*Actions demandées:*
A) Recopiez le passage de l'article sur l'économie tunisienne compris entre « Pour l’économiste Fatma » et « économique du pays. », ces deux bouts inclus.
B) Reprenez l'article sur l'économie tunisienne là où il s'arrête et écrivez la suite.

*Extrait de l'article:*
####################
Pour l’économiste Fatma Marrakchi Charfi, la sortie de crise passe par la relance de l’investissement public parce que c’est un levier de la croissance et un déterminant de l’investissement privé. La professeure universitaire d’économie a mis à plat la situation économique du pays.
Elle a rappelé que la Tunisie fait face aux déficits jumeaux, et ce, en raison de l’aggravation du déficit courant qui est induit par un déficit commercial très important mais aussi à cause de l’accumulation des déficits budgétaires qui a mené le pays vers un endettement important. “Le déficit du budget n’est que le résultat des différents choix qui ont été faits au cours des années passées”, a-t-elle souligné. Revenant sur les causes de l’aggravation du déficit budgétaire au cours des dernières années, Marrakchi a fait savoir que mécaniquement, s’il n’y a pas de croissance, les recettes fiscales et non fiscales de l’Etat vont décroître. De l’autre côté, l’impossibilité de compresser les dépenses (masse salariale qui représente 40% des dépenses budgétaires, système de compensation tributaire des cours internationaux, déficit des caisses sociales, etc.) à laquelle s’ajoute un système fiscal inégalitaire a provoqué des dérives budgétaires. “Le côté des dépenses, quand il est mal géré, nécessite des réformes pour couper avec cette répartition budgétaire”, a-t-elle expliqué. Marrakchi a souligné que si on met en œuvre les réformes budgétaires, notamment, au niveau de la subvention et de la fonction publique, on pourrait dégager un espace fiscal. Cependant, cet espace fiscal ne serait pas suffisant pour booster l’investissement public. “Le déficit budgétaire n’est que la partie émergée de l’Iceberg, parce que si on fait plus de croissance, tous les ratios s’améliorent, le PIB croît et si on fait plus de croissance, on répartirait un plus grand gâteau sur tout le monde. L’enjeu c’est comment booster la croissance. Je pense que le volet de l’investissement est hyper-important”, a précisé la professeure.
GARE À UNE CROISSANCE POTENTIELLE NÉGATIVE !
####################
*Lignes fournies:*
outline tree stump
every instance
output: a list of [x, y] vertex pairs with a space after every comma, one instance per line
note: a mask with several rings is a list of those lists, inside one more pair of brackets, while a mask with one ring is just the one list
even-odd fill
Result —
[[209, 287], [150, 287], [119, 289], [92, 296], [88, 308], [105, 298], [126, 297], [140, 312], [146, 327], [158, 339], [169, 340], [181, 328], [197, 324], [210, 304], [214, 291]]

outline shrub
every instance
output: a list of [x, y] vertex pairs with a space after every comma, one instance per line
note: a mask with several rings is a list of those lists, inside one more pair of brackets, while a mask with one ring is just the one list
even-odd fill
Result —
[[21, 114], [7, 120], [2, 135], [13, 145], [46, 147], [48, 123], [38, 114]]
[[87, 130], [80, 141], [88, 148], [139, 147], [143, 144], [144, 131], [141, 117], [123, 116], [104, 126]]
####################
*Résultats de l'exercice:*
A)
Pour l’économiste Fatma Marrakchi Charfi, la sortie de crise passe par la relance de l’investissement public parce que c’est un levier de la croissance et un déterminant de l’investissement privé. La professeure universitaire d’économie a mis à plat la situation économique du pays.

B)
Faisant le parallèle avec des économies similaires mais aussi avec des économies plus développées telles que l’Europe et les Etats-Unis, Marrakchi a souligné qu’après la crise covid, différents pays se sont rattrapés et ont enregistré un rebond de la croissance alors, qu’en Tunisie, le rebond était très faible. En se basant sur les statistiques, elle a estimé que la croissance potentielle de la Tunisie est nulle sinon négative. “C’est grave. Cela veut dire qu’il y a un problème au niveau des facteurs de production (travail et capital). Etant donné que l’investissement a été toujours la variable d’ajustement que ce soit pour l’investissement public (variable d’ajustement du budget de l’Etat) ou investissement privé. On constate aujourd’hui qu’il y a un problème au niveau du capital. On est en train de ronger l’os, non seulement au niveau du capital, mais aussi au niveau du travail en raison de la migration des compétences. Si on n’a pas un facteur travail et un facteur capital sous-utilisés, là se pose le problème de la croissance potentielle”, a-t-elle indiqué.
Face à cette situation très difficile, Marrakchi estime que l’investissement est le défi essentiel et est la clé de voûte qui va permettre de sortir le pays de la crise. Pour pouvoir atteindre les objectifs d’investissement public, il faut, avant tout, chercher à dégager un espace budgétaire à travers la concrétisation et la mise en œuvre des réformes budgétaires. Au niveau de l’investissement privé, il faut chercher les moyens de sa dynamisation, notamment à travers l’amélioration du climat des affaires et de l’accès au marché. “Il faut booster l’investissement public dans l’objectif de dynamiser la croissance mais aussi parce que c’est un déterminant de l’investissement privé. Cela est prouvé empiriquement par les des études qui sont réalisées sur la Tunisie”, a conclu l’économiste.